━━ Texto proporcionado

Así, la distancia entre población y élite política se va acrecentando, algo que se demuestra en la alarmante abstención en la mayoría de elecciones presidenciales de las últimas décadas. Se trata de un problema de fondo que difícilmente se solucionará si los políticos no deciden cambiar la distinción simbólica por la real y empiezan a preocuparse más por la población y menos por los intereses político-económicos. Las encuestas muestran que la población está bastante más a la izquierda que los dos partidos principales y los medios de comunicación en temas como el medio ambiente, la sanidad, la educación, los derechos humanos o las guerras. Y es que los Estados Unidos y el mundo entero necesitan la democratización del país más poderoso del planeta. Para eso, los líderes políticos tienen que entender que la gente no reacciona de la misma manera a promesas de futuro de índole distinta. No es lo mismo comprometerse con un producto-fetiche irrelevante para tu vida que pronto puedes sustituir por otro, que dar tu confianza a unos/as señores/as que van a decidir sobre aspectos que te afectan directa y trascendentalmente durante varios años.

━━━━

- **Instrucciones de la tarea**: Según el texto proporcionado, ¿en qué temas está la población bastante más a la izquierda que los dos partidos principales y los medios de comunicación? Responde usando únicamente el texto.

━━ Material de estudio

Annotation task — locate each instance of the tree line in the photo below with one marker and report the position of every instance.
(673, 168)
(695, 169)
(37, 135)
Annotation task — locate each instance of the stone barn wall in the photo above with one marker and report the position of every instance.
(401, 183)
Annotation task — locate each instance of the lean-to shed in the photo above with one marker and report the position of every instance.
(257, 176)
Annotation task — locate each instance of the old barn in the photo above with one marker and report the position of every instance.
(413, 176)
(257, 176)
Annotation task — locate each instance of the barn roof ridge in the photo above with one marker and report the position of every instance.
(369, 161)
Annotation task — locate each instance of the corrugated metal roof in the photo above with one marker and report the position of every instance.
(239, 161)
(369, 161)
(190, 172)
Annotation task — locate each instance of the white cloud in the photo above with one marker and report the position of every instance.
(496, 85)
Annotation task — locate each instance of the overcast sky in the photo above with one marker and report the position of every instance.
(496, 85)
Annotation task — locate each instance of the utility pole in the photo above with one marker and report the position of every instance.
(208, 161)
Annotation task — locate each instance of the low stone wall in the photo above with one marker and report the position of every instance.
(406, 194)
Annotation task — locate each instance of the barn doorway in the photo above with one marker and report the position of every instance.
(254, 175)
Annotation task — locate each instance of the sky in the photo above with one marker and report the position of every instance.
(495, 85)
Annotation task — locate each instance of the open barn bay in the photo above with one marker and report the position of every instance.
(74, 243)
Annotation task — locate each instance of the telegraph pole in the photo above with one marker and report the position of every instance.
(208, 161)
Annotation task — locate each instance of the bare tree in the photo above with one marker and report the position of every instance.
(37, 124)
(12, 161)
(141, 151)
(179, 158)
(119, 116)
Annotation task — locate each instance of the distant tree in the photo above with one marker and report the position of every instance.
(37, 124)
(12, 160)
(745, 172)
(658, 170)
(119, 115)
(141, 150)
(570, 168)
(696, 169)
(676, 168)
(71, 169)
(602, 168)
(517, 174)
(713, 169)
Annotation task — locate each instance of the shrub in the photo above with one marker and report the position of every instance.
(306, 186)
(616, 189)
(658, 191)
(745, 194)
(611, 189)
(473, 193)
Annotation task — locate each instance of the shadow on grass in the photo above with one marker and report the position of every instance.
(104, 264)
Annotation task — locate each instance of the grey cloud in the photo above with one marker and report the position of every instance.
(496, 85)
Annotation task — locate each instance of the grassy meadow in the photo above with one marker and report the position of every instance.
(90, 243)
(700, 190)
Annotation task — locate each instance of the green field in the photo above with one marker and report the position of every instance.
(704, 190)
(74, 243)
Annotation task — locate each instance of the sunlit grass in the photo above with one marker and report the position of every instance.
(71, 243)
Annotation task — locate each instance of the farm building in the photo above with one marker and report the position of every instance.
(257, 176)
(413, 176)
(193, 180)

━━━━

- **Resultado**: En el medio ambiente, la sanidad, la educación, los derechos humanos y las guerras.